**Task requirements:** Return only these lines, exactly: the one containing "Mark every instance of the drum" and every line after it in the listing.

**Data records:**
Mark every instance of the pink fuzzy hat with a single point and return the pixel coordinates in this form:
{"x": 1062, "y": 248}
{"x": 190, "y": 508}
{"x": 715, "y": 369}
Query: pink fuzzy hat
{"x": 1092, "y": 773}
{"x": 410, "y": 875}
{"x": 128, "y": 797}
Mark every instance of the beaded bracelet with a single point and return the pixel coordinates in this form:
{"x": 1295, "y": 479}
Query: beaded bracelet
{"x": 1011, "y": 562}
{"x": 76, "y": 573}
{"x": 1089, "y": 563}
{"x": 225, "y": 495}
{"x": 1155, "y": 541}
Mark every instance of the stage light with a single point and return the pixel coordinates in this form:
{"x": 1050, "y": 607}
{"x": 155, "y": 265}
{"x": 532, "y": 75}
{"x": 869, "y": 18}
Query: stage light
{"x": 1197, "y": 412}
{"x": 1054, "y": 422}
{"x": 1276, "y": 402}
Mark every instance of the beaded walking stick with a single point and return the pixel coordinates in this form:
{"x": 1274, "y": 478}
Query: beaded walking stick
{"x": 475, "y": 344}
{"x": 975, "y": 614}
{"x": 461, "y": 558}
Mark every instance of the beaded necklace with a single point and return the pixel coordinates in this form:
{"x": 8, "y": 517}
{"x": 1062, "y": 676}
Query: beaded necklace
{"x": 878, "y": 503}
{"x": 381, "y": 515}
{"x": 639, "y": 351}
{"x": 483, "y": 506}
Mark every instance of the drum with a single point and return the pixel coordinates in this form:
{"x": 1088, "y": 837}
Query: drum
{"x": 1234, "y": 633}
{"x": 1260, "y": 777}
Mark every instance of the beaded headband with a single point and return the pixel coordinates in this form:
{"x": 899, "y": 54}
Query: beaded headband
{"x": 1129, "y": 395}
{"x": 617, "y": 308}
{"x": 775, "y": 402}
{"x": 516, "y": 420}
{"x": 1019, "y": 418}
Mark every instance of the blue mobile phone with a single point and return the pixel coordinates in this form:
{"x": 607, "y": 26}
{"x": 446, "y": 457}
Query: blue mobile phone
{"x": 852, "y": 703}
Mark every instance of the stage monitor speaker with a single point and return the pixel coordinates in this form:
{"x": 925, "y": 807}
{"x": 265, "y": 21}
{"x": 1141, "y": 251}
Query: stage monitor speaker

**Result of the exercise:**
Mark every instance of the drum with a single point and return the pixel coordinates in this form:
{"x": 1088, "y": 837}
Query: drum
{"x": 1234, "y": 633}
{"x": 1260, "y": 777}
Mark every instance of the beaded headband with a single point and return the pixel coordinates in this form:
{"x": 899, "y": 54}
Query: beaded headband
{"x": 1129, "y": 395}
{"x": 617, "y": 308}
{"x": 775, "y": 402}
{"x": 516, "y": 420}
{"x": 1019, "y": 418}
Mark every instance of the blue mobile phone with a single point and return the pixel coordinates in this form:
{"x": 607, "y": 26}
{"x": 446, "y": 457}
Query: blue mobile phone
{"x": 852, "y": 703}
Mark every instance of the stage monitor speaker with a single point and return the pixel coordinates in this form:
{"x": 925, "y": 807}
{"x": 265, "y": 21}
{"x": 1141, "y": 251}
Query: stage monitor speaker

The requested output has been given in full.